(Task prompt): Reply with each record repeated exactly.

(Working data):

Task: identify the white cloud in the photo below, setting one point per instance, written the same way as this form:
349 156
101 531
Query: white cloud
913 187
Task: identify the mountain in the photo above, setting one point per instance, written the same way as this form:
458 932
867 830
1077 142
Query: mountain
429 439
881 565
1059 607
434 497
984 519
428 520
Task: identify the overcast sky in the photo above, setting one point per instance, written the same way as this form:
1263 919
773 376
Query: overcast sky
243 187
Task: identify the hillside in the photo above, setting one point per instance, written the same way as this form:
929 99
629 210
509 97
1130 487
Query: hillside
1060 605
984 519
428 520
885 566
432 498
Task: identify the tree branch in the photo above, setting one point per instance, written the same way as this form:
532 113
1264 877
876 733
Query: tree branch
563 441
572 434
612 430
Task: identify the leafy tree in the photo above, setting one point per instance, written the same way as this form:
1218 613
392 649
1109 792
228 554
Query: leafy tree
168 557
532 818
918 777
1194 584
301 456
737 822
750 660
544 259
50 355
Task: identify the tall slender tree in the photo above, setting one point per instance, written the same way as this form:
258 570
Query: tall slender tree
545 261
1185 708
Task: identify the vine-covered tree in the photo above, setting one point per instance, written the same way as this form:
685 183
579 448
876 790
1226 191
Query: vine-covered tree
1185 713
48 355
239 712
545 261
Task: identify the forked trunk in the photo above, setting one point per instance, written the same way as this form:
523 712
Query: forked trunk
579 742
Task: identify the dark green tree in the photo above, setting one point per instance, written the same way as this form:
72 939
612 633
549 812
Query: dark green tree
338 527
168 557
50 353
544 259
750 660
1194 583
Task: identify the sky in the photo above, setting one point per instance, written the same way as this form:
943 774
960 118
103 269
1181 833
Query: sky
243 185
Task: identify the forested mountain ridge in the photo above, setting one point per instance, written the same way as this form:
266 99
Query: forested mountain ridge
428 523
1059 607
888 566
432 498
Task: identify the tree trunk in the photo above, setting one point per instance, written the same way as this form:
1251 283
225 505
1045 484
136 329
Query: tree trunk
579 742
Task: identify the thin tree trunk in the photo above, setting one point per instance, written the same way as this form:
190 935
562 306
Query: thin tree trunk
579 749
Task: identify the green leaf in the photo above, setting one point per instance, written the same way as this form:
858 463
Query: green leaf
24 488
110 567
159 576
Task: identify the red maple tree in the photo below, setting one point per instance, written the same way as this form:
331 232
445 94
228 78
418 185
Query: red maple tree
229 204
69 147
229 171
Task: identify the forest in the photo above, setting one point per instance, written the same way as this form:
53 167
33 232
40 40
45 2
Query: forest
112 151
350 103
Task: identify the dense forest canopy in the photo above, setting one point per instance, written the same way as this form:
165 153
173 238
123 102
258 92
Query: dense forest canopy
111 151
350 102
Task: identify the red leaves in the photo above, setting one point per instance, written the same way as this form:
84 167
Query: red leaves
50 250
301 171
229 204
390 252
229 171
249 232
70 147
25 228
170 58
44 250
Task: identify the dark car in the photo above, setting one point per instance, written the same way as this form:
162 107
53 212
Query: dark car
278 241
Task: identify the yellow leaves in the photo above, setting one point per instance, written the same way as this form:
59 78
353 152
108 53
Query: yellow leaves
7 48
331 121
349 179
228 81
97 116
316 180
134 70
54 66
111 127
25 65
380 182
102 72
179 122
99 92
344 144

(Task answer):
Task: identify the white cloud in the photo below, setting one point per instance, written the same way as this form:
349 156
101 531
Query: white cloud
913 187
Task: identify the mountain in the photo above, setting one point per instance, written the same way as this form:
458 932
867 830
1077 142
Query: mountain
429 439
881 565
1059 607
434 497
984 519
428 520
Task: identify the overcast sky in the photo above, setting one point per instance, written the same way as this form:
1263 919
773 376
Query: overcast sky
243 187
Task: identify the hillside in the photo above, setting one point per instance, written the same way as this form:
929 99
629 210
509 97
1130 487
Query: hillside
1060 605
984 519
428 520
885 566
432 498
Task: identify the tree branch in the photo above, setting one point per instance, written the same way as this form:
532 113
1264 877
876 733
Query: tree branch
563 441
572 434
612 430
Task: identify the leafy tree in the photo above, setting one point per instance, written the same way as this form:
1218 613
392 649
1109 792
228 554
Query: leafy tree
168 557
532 818
918 777
1194 584
301 456
737 822
750 660
544 259
50 355
Task: identify the tall slender tree in the photo above, setting one point per instance, written the same way as this form:
258 570
Query: tall slender tree
545 261
1185 708
Task: identify the vine-covered tree in the photo above, setting one point per instance, written the same way as this form:
685 183
579 448
876 790
1226 191
Query: vine-covered tree
1185 713
48 355
239 712
545 261
Task: identify the forked trunk in the photo above, setting one point per instance, written the same way as this form:
523 712
Query: forked trunk
579 742
Task: identify the dark green tree in the photo above, setting one point per instance, written the same way as this form:
72 939
612 633
549 812
Query: dark green tree
338 527
168 557
50 353
544 259
750 660
1194 583
Task: identify the sky in the photo above, setting one point per instance, written the same way as this form:
943 774
960 118
103 269
1181 833
Query: sky
243 185
Task: identify the forested mountain ridge in the photo above, setting one point per instance, written the same way as this form:
266 99
Query: forested mountain ridge
428 523
1059 607
888 566
432 498
Task: identify the tree trunk in the photo above, setting one point per instance, written the same way as this form:
1251 283
225 505
1045 484
136 329
Query: tree trunk
579 742
Task: identify the thin tree trunk in the photo above, setting one point per instance, written the same way as this form:
190 935
562 306
Query: thin tree trunk
579 749
Task: identify the green leaf in the photo above, setting one point per instance, written the same way as this form:
858 463
Query: green leaf
24 488
110 567
159 576
Task: identify the red maple tree in the photo below, setting one point per instance, written the same way as this form:
331 232
445 94
228 78
418 185
Query: red maple tree
229 204
69 147
229 171
Task: identify the forest in the photo above, setting one point per instance, written the same way as this form:
53 167
33 232
40 40
45 2
Query: forest
112 151
350 103
Task: identify the dense forest canopy in the photo above, setting one point per instance, written the same way as this form:
165 153
173 238
123 102
258 92
Query: dense forest canopy
111 151
350 102
Task: identify the red leaves in the photo above, setting one point per instance, written the same way as this form:
84 167
Query: red leaves
50 250
301 171
229 204
390 252
229 171
249 232
70 147
25 228
170 58
44 250
Task: identify the dark car in the photo above, setting one point per instance, written the same way as this form:
162 107
53 212
Query: dark car
278 241
Task: identify the yellow leaves in the photo above, setting one point per instance, written the same way as this form:
59 78
353 152
108 53
Query: yellow leaves
7 48
331 121
349 179
228 81
97 116
316 180
134 70
54 66
111 127
25 65
380 182
102 72
179 122
99 92
344 144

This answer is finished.